1 A firecrown is a hummingbird native to Chile and Argentina. The reasons this software is named Firecrown are now lost to the mists of history.
2 A software framework is an abstraction in which software providing generic functionality can be selectively changed by additional user-written code, thus providing application-specific software. Definition from Wikipedia.
Note that Firecrown itself does not do sampling, nor does it run the sampling frameworks. Instead, whichever sampling framework you are using calls (through the Firecrown connector code) the Firecrown likelihood you configure.
Firecrown can also be used as a tool inside another framework. For example, it is directly used by the DESC forecasting and inference tool Augur. Augur uses Firecrown to calculate observations predicted by theory (“theory vectors”) and likelihoods for those observations, and from these Augur calculates Fisher matrices. Augur can also use Firecrown to create mock data and to run Markov Chain Monte Carlo (MCMC) parameter estimation on those data.
Firecrown currently supports three statistical frameworks: Cobaya3, CosmoSIS4, and NumCosmo5. Firecrown guarantees that the variety of DESC tools that it uses are instantiated correctly to be consistent with the use of any of these frameworks.
3 Cobaya (code for bayesian analysis, and Spanish for Guinea Pig) is a framework for sampling and statistical modeling: it allows you to explore an arbitrary prior or posterior using a range of Monte Carlo samplers (including the advanced MCMC sampler from CosmoMC, and the advanced nested sampler PolyChord). The results of the sampling can be analyzed with GetDist. It supports MPI parallelization (and very soon HPC containerization with Docker/Shifter and Singularity).
4 CosmoSIS is a cosmological parameter estimation code. It is a framework for structuring cosmological parameter estimation with a focus on flexibility, re-usability, debugging, verifiability, and code sharing in the form of calculation modules. It consolidates and connects existing code for predicting cosmic observables, and makes mapping out experimental likelihoods with a range of different techniques much more accessible.
5 NumCosmo is a free software C library whose main purposes are to test cosmological models using observational data and to provide a set of tools to perform cosmological calculations. Particularly, the current version has implemented three different probes: cosmic microwave background (CMB), supernovae type Ia (SNeIa), and large-scale structure (LSS) information, such as baryonic acoustic oscillations (BAO) and galaxy cluster abundance. The code supports joint analyses of these data and the parameter space can include cosmological and phenomenological parameters.
Basic Firecrown concepts
The three most important concepts represented in Firecrown are cosmology, modeling tools, and likelihoods. Each of these concepts is represented by some software artifact in Firecrown.
Firecrown’s concept of cosmology is provided by CCL. CCL provides all the necessary tools for calculating basic cosmological quantities. So everything that is general in cosmology is calculated by CCL, and not by Firecrown itself. This cosmology plays a central role in the set of tools provided to the user.

──────

**Prompt 1**
Name every statistical framework that the Firecrown passage says Firecrown currently supports.
**Prompt 2**
According to the Firecrown passage, what provides Firecrown's concept of cosmology?

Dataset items

──────

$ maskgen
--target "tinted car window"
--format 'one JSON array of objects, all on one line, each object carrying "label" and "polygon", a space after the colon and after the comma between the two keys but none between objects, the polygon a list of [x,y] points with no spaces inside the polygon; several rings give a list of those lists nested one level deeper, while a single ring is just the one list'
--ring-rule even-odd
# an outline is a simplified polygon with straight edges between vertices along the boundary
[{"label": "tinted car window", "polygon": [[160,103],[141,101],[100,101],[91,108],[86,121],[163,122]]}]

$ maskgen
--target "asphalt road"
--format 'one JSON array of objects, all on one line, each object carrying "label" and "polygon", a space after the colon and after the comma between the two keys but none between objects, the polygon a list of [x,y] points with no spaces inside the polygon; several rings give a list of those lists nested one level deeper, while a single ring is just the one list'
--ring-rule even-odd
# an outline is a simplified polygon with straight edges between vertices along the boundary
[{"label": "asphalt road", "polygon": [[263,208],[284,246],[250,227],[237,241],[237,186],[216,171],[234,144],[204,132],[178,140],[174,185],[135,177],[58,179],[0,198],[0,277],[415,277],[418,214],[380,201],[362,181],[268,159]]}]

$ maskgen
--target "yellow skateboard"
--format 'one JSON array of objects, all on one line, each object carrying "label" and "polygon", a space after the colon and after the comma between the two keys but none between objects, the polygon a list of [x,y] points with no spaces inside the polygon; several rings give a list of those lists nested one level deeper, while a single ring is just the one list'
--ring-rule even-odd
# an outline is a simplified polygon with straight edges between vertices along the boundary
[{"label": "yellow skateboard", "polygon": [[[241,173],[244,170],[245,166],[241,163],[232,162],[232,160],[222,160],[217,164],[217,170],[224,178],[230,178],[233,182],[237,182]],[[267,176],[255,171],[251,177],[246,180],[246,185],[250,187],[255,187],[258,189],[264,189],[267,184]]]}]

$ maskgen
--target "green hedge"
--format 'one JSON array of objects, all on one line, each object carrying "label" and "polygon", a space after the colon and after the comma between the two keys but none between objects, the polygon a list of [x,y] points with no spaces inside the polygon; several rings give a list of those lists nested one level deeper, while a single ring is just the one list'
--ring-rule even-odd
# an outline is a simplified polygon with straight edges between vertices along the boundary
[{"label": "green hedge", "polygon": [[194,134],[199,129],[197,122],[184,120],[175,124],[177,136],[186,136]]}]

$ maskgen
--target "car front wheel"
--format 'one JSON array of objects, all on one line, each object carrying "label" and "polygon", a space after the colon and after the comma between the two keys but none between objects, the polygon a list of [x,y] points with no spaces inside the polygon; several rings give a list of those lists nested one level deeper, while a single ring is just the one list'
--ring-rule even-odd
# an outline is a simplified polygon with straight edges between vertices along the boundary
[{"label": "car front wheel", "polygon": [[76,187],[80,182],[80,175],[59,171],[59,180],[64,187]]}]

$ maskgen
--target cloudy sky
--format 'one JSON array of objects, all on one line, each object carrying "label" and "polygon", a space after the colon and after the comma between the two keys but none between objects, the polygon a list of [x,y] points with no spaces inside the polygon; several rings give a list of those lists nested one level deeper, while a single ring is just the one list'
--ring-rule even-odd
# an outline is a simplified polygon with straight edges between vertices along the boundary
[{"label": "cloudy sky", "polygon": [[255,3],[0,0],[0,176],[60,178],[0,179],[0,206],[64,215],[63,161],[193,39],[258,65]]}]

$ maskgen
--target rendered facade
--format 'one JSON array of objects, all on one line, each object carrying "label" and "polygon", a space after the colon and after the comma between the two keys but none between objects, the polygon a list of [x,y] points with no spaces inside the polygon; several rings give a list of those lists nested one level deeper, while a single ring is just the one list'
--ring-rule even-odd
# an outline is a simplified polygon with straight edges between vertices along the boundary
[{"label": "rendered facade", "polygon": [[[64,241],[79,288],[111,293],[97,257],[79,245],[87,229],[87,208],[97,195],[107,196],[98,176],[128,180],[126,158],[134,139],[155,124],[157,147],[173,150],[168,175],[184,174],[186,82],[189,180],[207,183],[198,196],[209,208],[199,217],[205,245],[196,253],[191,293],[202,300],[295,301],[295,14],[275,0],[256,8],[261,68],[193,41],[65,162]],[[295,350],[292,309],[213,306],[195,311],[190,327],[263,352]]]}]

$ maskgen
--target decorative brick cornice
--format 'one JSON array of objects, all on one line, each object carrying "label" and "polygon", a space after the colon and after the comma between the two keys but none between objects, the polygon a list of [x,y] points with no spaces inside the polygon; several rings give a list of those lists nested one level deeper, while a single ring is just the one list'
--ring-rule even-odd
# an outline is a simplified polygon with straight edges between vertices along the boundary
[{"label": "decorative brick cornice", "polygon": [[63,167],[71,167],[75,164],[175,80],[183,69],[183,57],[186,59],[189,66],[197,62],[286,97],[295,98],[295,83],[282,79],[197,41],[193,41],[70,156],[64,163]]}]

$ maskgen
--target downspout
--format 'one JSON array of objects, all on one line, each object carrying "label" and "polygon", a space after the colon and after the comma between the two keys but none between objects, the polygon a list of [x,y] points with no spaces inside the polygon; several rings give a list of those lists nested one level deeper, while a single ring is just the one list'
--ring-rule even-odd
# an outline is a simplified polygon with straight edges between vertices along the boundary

──────

**Expected answer 1**
Cobaya, CosmoSIS, NumCosmo

**Expected answer 2**
CCL provides it.